- 原文抜粋
========================
今井佐緒里欧州/EU・国際関係の研究者、ジャーナリスト、編集者
12月にスペインを訪問したモレノ・エクアドル大統領夫妻と。(写真:代表撮影/ロイター/アフロ)

スペイン国王フェリペ6世の10月3日の演説は、カタルーニャ人に大きな失望を与えた。

前回の記事:カタルーニャの選挙に向けて (2) スペイン国王の演説に対する疑問。王室とEU(欧州連合)と。

しかし国王は、クリスマス恒例の演説で多少の挽回をしたようだ。

欧州の国王がクリスマスにテレビ演説を行うのは、日本では英国のエリザベス2世の例で知られているかもしれないが、スペインでも同様に行っている。

プチデモン氏「最後のチャンス」

クリスマスイブを前にして、プチデモン氏はロイターのインタビューに答えた。
========================
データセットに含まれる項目
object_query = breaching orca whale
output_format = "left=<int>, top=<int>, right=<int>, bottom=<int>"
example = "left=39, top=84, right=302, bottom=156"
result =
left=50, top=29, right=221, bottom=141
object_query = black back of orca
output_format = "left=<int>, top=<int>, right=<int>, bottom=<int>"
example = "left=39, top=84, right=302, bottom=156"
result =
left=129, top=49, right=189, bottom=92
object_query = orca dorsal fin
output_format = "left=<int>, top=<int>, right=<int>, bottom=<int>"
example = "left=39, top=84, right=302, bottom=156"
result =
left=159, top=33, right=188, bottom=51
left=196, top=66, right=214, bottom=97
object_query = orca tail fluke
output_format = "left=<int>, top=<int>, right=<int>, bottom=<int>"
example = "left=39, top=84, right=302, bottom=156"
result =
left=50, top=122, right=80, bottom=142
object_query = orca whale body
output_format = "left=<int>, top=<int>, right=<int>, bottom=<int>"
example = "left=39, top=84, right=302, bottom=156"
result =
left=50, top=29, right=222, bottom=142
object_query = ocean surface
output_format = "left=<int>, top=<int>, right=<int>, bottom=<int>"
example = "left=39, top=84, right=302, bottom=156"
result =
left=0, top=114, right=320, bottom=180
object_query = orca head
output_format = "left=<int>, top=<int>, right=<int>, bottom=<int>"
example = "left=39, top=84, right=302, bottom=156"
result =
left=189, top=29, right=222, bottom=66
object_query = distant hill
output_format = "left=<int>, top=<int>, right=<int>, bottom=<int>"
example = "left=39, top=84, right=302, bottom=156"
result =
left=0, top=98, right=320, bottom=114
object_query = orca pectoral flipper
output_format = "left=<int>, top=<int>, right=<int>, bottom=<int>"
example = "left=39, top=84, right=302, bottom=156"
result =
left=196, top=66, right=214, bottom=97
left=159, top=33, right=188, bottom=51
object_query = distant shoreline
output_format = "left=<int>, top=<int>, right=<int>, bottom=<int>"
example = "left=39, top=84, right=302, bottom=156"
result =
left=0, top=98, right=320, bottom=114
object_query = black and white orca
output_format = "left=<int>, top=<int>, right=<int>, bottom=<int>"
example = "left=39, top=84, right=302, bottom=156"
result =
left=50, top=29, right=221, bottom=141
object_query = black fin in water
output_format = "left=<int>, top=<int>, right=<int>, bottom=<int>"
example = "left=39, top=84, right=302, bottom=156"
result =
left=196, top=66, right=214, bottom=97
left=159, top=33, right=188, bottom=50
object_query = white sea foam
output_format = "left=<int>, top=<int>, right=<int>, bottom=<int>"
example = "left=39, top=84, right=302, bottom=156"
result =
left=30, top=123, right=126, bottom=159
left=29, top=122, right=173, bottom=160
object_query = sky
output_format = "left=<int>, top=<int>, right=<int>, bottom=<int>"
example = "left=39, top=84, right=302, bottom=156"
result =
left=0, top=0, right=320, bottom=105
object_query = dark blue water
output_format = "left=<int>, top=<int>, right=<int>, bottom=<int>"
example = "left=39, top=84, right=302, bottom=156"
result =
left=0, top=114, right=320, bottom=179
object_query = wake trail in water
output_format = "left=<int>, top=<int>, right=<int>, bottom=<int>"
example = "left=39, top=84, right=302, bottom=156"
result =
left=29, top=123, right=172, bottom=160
========================
- やること
A - データセットの項目のうち、「object_query = distant hill」を含む行から始まり項目の末尾で終わる部分だけを、「water」を「sea」に置き換えて書き直してください。ほかの部分はそのままにしてください。
B - スペイン国王の演説とカタルーニャ情勢に関する記事を、最後の文の後から書き進めてください。
これらの項目は、上の記事とは関係がありません。

- 解答例
A -
object_query = distant hill
output_format = "left=<int>, top=<int>, right=<int>, bottom=<int>"
example = "left=39, top=84, right=302, bottom=156"
result =
left=0, top=98, right=320, bottom=114
object_query = orca pectoral flipper
output_format = "left=<int>, top=<int>, right=<int>, bottom=<int>"
example = "left=39, top=84, right=302, bottom=156"
result =
left=196, top=66, right=214, bottom=97
left=159, top=33, right=188, bottom=51
object_query = distant shoreline
output_format = "left=<int>, top=<int>, right=<int>, bottom=<int>"
example = "left=39, top=84, right=302, bottom=156"
result =
left=0, top=98, right=320, bottom=114
object_query = black and white orca
output_format = "left=<int>, top=<int>, right=<int>, bottom=<int>"
example = "left=39, top=84, right=302, bottom=156"
result =
left=50, top=29, right=221, bottom=141
object_query = black fin in sea
output_format = "left=<int>, top=<int>, right=<int>, bottom=<int>"
example = "left=39, top=84, right=302, bottom=156"
result =
left=196, top=66, right=214, bottom=97
left=159, top=33, right=188, bottom=50
object_query = white sea foam
output_format = "left=<int>, top=<int>, right=<int>, bottom=<int>"
example = "left=39, top=84, right=302, bottom=156"
result =
left=30, top=123, right=126, bottom=159
left=29, top=122, right=173, bottom=160
object_query = sky
output_format = "left=<int>, top=<int>, right=<int>, bottom=<int>"
example = "left=39, top=84, right=302, bottom=156"
result =
left=0, top=0, right=320, bottom=105
object_query = dark blue sea
output_format = "left=<int>, top=<int>, right=<int>, bottom=<int>"
example = "left=39, top=84, right=302, bottom=156"
result =
left=0, top=114, right=320, bottom=179
object_query = wake trail in sea
output_format = "left=<int>, top=<int>, right=<int>, bottom=<int>"
example = "left=39, top=84, right=302, bottom=156"
result =
left=29, top=123, right=172, bottom=160

B -
氏は「(カタルーニャ自治権を停止した根拠となった条項)155の国王には、訂正をする最後の機会がある」と述べた。つまり、恒例の国王のクリスマス演説は「重大な間違い」を正す最後の機会だとメッセージを発したのだった。

「国王はスペイン政府の警察に参加することを決めたのだ」「彼は155の君主となることを望んだ。異なる複数の解決方法を歓迎しうる国の国王ではなくて、スペイン政府の国王であることを望んだのだ」。インタビューの間、国王が以前の発言を修正するようにうながし、「最後のチャンス」を利用するように求めた。

国王の演説はどう変わったか

クリスマスの日曜の夜9時の放送で、国王フェリペ6世は「共によく生きるのに困難な年」であり、「カタルーニャの状況によって特徴づけられた」と認めた。複数のメディアが報じた。

クリスマスの演説のせいか、大変まじめな様子ではあるものの、前回よりもずっとリラックスした柔らかい口調であった。

動画や画面はこちら:スペインの有力紙「EL PAIS」のサイト

そして、スペインが「成熟した民主主義」として導くことができるに違いないカタルーニャの問題を「克服するために、全ての社会の妥協」が必要になるだろうと述べた。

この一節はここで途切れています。